# Source extract

____________

TRNS News Notes is brought to you by Victoria Jones. Victoria Jones is the Chief White House correspondent and global analyst of the Washington DC based Talk Radio News Service, where her insight and analysis are made available to over 400 news talk radio stations around the country and internationally.

Courtroom erupts after judge sentences prominent Egyptian activist to 5 years in prison after retrial for breaking protest law (AP, BBC)

In the News

  • DHS funding: GOP plots new strategy
  • Giuliani: Man obsessed
  • Giuliani defends in WSJ op-ed
  • Pols rise and fall in reax
  • New SecDef gathers top brass for ISIS talks
  • Did Pentagon over-share battle plans?
  • Johnson defends Obama admin
  • Terror threat to Mall of America
  • Obama welcomes governors to WH
  • Dems ask: “What’s a Democrat?”
  • Iran talks: “Significant gaps”
  • Birdman wins best at bland Oscars


DHS Funding: GOP Plots New Strategy

• Senate Republican leaders are considering a plan in which they would split off legislation attacking President Obama’s executive action on immigration from funding for Homeland Security. They’re also looking at dropping any effort to overturn Obama’s 2012 action which set up the Deferred Action for Childhood Arrivals program – quite popular with voters (Hill, WSJ, TRNS, me)

• It remains unclear whether conservative Republicans would go along with splitting the immigration issue from DHS funding. Congress returns from a week-long President’s Day recess today

• In the meantime, the Senate is scheduled to vote today for a fourth time on a House-passed DHS funding bill that would reverse Obama’s 2014 and 2012 executive orders. However, Senate Democrats filibustered the last three attempts to bring the bill to the floor for debate without suffering a single defection and are unified in demanding a “clean” bill without riders

• The WH announced Friday that the Obama admin will seek to block a Texas judge’s order barring Obama from moving forward with executive actions to grant quasi-legal status and work permits to millions of illegal immigrants. Many legal experts believe the admin faces an uphill battle, in large part because the injunction effectively freezes the status quo

• Dept of Homeland Security Sec Jeh Johnson did the round of Sunday shows. Dept funding runs out on Friday. If the dept shuts down, Johnson said, 30,000 workers would be furloughed “including headquarters personnel who I count on daily to stay one step ahead of groups like ISIL.”


Giuliani: Man Obsessed
• Rudy Giuliani’s friends and political associates say he has become a man obsessed – horrified at what he views as a listless WH approach to terrorism and instability in the Middle East, and eager to say so. Last week, he caused an uproar after he said at a fundraiser that “I do not believe that the president loves America.”

____________

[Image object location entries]

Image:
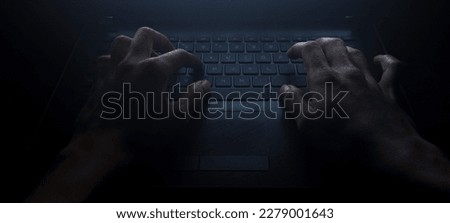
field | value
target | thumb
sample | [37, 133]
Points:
[391, 74]
[190, 104]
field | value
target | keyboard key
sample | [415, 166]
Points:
[253, 47]
[250, 69]
[198, 55]
[241, 81]
[263, 58]
[245, 58]
[237, 47]
[202, 47]
[301, 69]
[187, 46]
[283, 39]
[278, 81]
[235, 39]
[260, 81]
[219, 39]
[174, 39]
[220, 47]
[181, 71]
[299, 81]
[214, 69]
[297, 61]
[228, 58]
[271, 47]
[268, 69]
[299, 39]
[184, 80]
[280, 58]
[187, 39]
[211, 58]
[223, 81]
[347, 38]
[203, 39]
[267, 39]
[210, 79]
[286, 69]
[232, 69]
[284, 47]
[251, 39]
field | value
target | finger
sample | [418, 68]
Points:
[144, 42]
[359, 60]
[390, 66]
[190, 104]
[312, 55]
[104, 67]
[335, 52]
[292, 98]
[119, 49]
[174, 60]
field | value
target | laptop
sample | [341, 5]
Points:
[243, 45]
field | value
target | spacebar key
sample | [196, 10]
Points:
[228, 94]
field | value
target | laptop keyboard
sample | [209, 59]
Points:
[240, 63]
[243, 63]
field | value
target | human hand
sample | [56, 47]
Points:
[353, 118]
[145, 63]
[110, 132]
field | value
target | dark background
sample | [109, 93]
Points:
[38, 37]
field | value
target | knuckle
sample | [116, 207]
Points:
[121, 38]
[145, 29]
[355, 52]
[324, 75]
[181, 52]
[330, 41]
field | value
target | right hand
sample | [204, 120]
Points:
[372, 130]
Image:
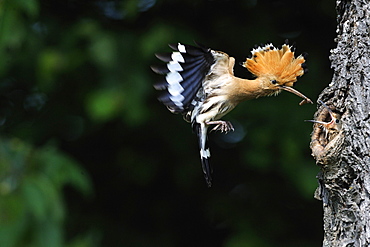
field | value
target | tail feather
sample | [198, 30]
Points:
[201, 131]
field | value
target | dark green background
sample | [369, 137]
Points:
[89, 157]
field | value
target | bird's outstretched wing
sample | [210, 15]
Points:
[185, 69]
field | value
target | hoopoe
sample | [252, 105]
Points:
[200, 84]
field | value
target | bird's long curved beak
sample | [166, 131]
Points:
[296, 92]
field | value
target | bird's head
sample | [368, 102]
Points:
[277, 69]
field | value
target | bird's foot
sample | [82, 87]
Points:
[223, 126]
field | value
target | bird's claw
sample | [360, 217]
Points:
[222, 126]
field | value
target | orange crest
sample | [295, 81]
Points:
[279, 64]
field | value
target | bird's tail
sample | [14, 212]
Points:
[269, 60]
[201, 131]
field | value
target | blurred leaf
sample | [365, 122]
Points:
[105, 104]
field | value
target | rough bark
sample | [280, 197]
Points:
[343, 154]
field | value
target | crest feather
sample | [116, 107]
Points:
[278, 63]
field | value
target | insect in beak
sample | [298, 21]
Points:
[296, 92]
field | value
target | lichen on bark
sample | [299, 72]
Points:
[344, 180]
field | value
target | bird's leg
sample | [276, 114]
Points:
[223, 126]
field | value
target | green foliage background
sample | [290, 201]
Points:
[89, 157]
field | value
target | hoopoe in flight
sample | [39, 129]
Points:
[200, 84]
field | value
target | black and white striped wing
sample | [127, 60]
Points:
[185, 71]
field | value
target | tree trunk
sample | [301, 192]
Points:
[343, 152]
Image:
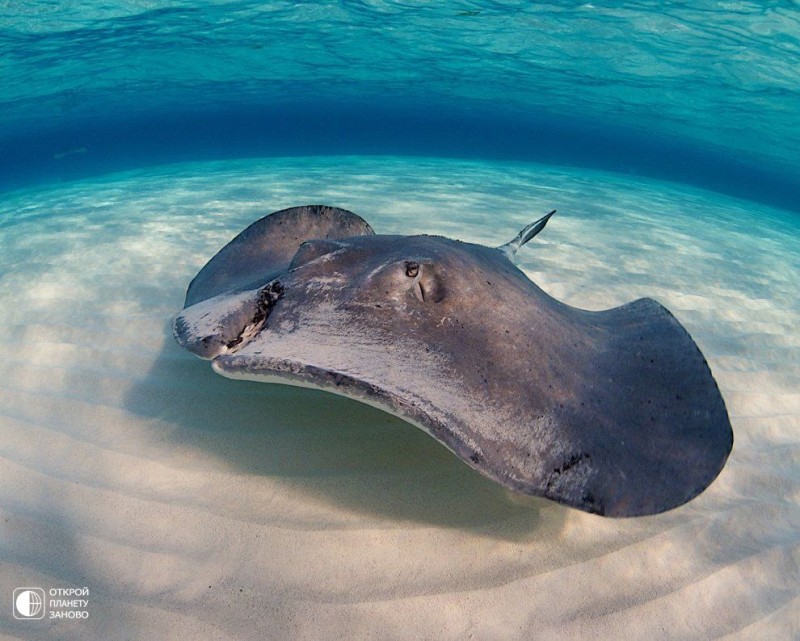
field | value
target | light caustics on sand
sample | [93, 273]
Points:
[237, 510]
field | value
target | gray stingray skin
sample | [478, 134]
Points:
[613, 412]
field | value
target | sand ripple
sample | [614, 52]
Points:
[194, 507]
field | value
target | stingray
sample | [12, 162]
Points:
[612, 412]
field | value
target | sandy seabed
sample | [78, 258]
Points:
[195, 507]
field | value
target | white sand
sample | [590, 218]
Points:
[195, 507]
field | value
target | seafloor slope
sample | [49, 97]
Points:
[192, 506]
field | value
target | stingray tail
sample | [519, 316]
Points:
[511, 248]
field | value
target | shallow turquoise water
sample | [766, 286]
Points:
[702, 92]
[196, 507]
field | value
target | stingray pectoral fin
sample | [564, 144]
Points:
[265, 249]
[646, 429]
[629, 424]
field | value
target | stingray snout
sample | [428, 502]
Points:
[225, 323]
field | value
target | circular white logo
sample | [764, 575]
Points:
[29, 603]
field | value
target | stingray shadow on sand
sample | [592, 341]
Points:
[330, 448]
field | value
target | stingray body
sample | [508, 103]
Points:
[613, 412]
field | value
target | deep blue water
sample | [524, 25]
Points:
[702, 92]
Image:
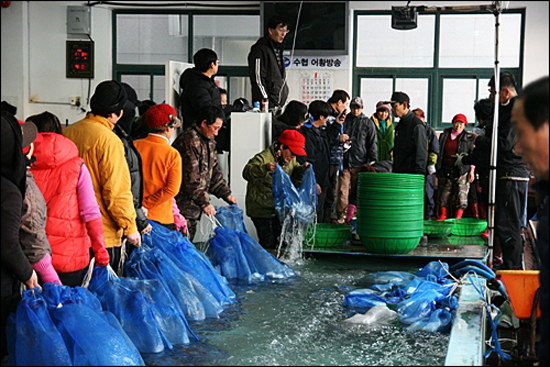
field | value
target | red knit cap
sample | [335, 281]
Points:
[460, 117]
[159, 115]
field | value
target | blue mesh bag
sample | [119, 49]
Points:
[301, 202]
[193, 298]
[363, 301]
[231, 216]
[36, 341]
[418, 306]
[437, 321]
[225, 252]
[435, 271]
[188, 258]
[169, 317]
[262, 261]
[132, 308]
[89, 335]
[422, 285]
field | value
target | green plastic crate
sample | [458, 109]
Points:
[327, 235]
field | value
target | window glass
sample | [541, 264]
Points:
[483, 89]
[140, 83]
[374, 90]
[378, 45]
[459, 96]
[240, 88]
[468, 40]
[417, 90]
[229, 35]
[151, 38]
[159, 90]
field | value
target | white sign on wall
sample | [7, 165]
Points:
[317, 62]
[315, 85]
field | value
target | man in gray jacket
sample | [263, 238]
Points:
[266, 65]
[360, 149]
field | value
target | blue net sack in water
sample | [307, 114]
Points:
[169, 317]
[37, 341]
[231, 216]
[422, 285]
[438, 321]
[226, 253]
[193, 298]
[262, 261]
[300, 203]
[132, 308]
[89, 335]
[188, 258]
[418, 306]
[363, 301]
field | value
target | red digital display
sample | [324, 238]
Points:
[80, 59]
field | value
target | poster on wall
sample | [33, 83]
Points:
[315, 85]
[317, 62]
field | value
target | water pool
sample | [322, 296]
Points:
[300, 322]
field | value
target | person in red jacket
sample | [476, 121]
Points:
[162, 164]
[74, 220]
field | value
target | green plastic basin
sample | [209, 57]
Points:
[437, 229]
[468, 226]
[381, 245]
[327, 235]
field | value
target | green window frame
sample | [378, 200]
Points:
[159, 70]
[435, 74]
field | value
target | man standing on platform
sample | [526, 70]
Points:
[530, 120]
[410, 151]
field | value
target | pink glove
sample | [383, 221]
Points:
[95, 232]
[45, 270]
[179, 220]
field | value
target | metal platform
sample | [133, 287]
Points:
[436, 248]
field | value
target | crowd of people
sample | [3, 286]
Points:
[69, 195]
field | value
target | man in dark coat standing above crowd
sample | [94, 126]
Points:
[530, 121]
[266, 65]
[410, 151]
[198, 88]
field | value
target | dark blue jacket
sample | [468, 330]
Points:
[410, 150]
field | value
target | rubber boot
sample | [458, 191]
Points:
[351, 213]
[473, 209]
[443, 215]
[482, 211]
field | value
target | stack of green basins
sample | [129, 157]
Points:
[390, 211]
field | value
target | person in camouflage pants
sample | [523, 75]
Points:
[452, 179]
[201, 172]
[459, 187]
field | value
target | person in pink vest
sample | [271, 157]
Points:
[74, 220]
[32, 232]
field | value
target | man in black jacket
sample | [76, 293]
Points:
[361, 148]
[512, 176]
[410, 151]
[266, 65]
[133, 158]
[318, 151]
[198, 88]
[530, 119]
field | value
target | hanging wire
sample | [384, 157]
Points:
[292, 49]
[490, 308]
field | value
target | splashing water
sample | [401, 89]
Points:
[293, 231]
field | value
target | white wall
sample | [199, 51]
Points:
[33, 52]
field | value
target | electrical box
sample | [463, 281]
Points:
[80, 59]
[403, 18]
[79, 19]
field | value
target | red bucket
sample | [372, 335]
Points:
[521, 286]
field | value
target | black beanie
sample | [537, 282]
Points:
[109, 97]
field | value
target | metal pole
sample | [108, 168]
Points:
[494, 147]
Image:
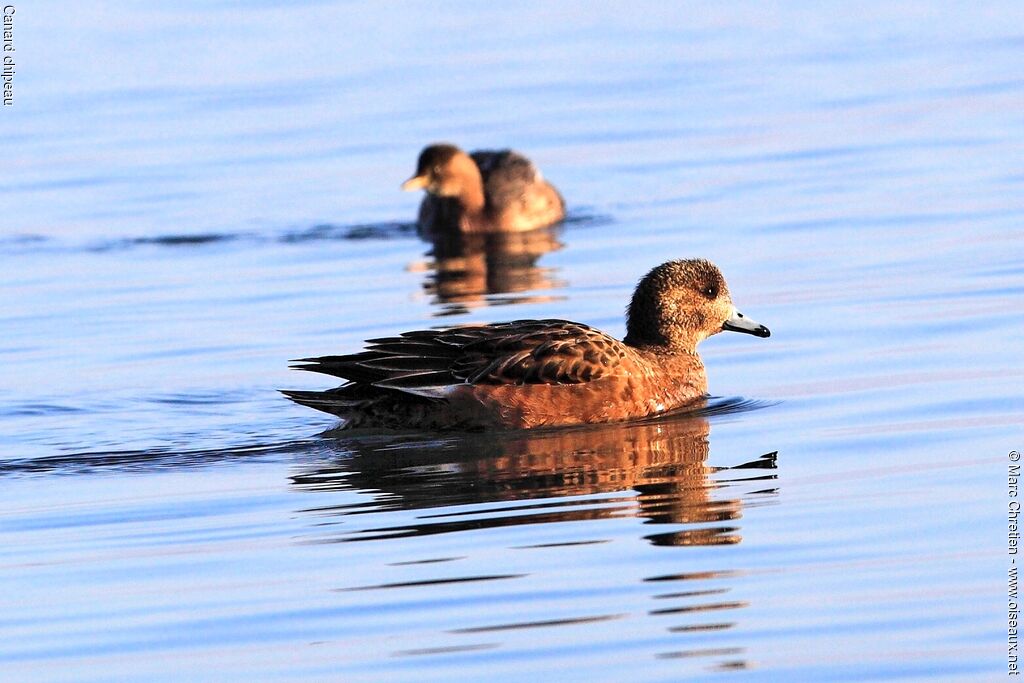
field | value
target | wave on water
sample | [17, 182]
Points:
[321, 231]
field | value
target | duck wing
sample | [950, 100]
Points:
[430, 363]
[507, 175]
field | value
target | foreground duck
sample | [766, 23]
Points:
[540, 373]
[482, 191]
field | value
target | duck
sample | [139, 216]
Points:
[539, 373]
[483, 191]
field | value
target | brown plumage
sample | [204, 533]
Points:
[534, 373]
[482, 191]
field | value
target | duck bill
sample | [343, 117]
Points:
[739, 323]
[416, 182]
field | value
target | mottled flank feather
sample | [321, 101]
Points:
[431, 361]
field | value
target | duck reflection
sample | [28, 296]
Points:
[465, 271]
[659, 468]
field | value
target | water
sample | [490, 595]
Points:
[195, 195]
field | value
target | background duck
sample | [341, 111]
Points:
[540, 373]
[482, 191]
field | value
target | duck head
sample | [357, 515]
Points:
[680, 303]
[444, 170]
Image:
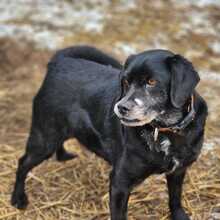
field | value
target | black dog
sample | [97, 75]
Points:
[158, 125]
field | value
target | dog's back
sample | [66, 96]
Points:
[87, 53]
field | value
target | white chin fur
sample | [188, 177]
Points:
[138, 123]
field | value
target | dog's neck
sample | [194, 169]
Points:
[170, 117]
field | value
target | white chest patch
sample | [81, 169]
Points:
[164, 146]
[139, 102]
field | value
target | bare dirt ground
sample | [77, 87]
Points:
[78, 189]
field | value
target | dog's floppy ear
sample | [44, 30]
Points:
[123, 73]
[184, 79]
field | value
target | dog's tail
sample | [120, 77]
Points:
[87, 53]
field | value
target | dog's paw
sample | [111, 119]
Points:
[19, 201]
[65, 156]
[179, 214]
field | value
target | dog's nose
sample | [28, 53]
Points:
[123, 109]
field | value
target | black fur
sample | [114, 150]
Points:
[77, 99]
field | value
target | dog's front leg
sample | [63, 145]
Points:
[119, 194]
[175, 183]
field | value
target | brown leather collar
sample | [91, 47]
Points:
[181, 125]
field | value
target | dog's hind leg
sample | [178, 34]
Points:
[40, 147]
[63, 155]
[175, 183]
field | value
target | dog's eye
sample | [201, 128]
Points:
[151, 82]
[125, 84]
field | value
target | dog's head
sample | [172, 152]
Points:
[151, 82]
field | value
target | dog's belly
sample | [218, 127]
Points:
[167, 156]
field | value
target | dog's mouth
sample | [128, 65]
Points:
[135, 122]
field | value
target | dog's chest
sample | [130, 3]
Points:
[162, 149]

____________

# Short exercise
Reproduce word for word the passage of the news digest above that opens with the words containing "TRNS News Notes" and closes with "over-share battle plans?".

# Result
TRNS News Notes is brought to you by Victoria Jones. Victoria Jones is the Chief White House correspondent and global analyst of the Washington DC based Talk Radio News Service, where her insight and analysis are made available to over 400 news talk radio stations around the country and internationally.

Courtroom erupts after judge sentences prominent Egyptian activist to 5 years in prison after retrial for breaking protest law (AP, BBC)

In the News

  • DHS funding: GOP plots new strategy
  • Giuliani: Man obsessed
  • Giuliani defends in WSJ op-ed
  • Pols rise and fall in reax
  • New SecDef gathers top brass for ISIS talks
  • Did Pentagon over-share battle plans?